While recent analyses have found statins to be cost-effective in primary prevention,12,13 issues such as the tolerability and safety of statins, or the views of patients on life-long drug therapy, were not considered.14 Accounting for even modest estimates of the disutility caused by daily medication use could negate the benefit of statins and result in net harm to low-risk people rather than net benefit.12 In short, while clinical guidelines and cost-effectiveness studies have broadly supported the widening use of statins in low-risk people, a major caveat exists in terms of acceptability to patients and benefit to society.

Stored data entries:
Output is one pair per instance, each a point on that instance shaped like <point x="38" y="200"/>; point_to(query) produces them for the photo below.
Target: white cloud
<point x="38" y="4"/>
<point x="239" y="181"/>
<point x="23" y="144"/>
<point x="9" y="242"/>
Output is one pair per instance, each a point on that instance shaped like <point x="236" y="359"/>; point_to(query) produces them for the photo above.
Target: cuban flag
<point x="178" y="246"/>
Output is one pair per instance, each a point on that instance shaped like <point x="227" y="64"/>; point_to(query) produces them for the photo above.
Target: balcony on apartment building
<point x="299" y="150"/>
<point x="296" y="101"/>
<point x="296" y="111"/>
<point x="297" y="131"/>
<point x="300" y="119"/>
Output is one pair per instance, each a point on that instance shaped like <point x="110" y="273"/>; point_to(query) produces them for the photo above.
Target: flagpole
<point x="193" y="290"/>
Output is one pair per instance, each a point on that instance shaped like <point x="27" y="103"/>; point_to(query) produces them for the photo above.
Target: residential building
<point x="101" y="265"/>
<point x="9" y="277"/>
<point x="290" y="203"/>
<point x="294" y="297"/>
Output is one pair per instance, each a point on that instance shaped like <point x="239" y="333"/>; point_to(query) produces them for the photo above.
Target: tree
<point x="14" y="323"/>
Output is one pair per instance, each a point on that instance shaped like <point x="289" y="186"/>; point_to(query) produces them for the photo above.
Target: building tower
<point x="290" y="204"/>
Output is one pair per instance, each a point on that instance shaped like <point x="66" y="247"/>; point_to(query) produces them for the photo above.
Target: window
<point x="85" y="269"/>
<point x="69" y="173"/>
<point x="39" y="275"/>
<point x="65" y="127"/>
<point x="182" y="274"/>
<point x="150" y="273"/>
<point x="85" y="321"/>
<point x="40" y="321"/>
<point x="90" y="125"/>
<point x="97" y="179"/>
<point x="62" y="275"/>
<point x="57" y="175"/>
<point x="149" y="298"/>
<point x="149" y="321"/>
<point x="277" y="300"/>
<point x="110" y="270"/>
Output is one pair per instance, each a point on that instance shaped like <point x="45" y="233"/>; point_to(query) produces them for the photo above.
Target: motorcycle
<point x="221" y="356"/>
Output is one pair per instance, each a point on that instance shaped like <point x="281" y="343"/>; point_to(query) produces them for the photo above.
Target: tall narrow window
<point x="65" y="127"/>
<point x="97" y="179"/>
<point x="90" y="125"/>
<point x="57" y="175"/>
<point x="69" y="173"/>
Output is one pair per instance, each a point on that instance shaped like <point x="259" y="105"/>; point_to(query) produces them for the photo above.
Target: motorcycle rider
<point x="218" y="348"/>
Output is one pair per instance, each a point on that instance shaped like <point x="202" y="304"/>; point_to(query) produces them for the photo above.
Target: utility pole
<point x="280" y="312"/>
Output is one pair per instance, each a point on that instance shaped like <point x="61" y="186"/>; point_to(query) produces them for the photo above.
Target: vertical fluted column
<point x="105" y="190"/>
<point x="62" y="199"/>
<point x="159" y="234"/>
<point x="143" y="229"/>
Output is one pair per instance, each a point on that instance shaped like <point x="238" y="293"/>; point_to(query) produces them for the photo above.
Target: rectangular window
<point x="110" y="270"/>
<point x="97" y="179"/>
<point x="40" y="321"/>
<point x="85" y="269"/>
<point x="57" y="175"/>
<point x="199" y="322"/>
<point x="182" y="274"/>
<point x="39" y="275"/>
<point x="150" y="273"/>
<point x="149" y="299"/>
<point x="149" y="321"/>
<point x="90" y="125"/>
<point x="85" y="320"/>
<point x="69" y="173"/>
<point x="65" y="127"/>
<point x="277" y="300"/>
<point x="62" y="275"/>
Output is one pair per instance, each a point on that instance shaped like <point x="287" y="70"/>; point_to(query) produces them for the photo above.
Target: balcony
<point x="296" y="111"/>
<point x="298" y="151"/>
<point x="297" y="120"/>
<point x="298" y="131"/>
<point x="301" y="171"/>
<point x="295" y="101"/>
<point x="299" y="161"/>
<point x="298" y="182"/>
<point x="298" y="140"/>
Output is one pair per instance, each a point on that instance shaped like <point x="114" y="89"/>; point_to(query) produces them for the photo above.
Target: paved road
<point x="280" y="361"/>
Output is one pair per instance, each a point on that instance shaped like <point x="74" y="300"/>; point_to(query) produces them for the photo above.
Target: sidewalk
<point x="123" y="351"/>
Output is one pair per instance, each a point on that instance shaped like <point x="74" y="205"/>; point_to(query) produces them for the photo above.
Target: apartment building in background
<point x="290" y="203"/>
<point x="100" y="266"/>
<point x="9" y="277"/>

*WHAT IS NEEDED:* Quote the passage on statin use in low-risk people, starting at "While recent analyses" and ending at "benefit to society.".

*YOUR RESPONSE:*
While recent analyses have found statins to be cost-effective in primary prevention,12,13 issues such as the tolerability and safety of statins, or the views of patients on life-long drug therapy, were not considered.14 Accounting for even modest estimates of the disutility caused by daily medication use could negate the benefit of statins and result in net harm to low-risk people rather than net benefit.12 In short, while clinical guidelines and cost-effectiveness studies have broadly supported the widening use of statins in low-risk people, a major caveat exists in terms of acceptability to patients and benefit to society.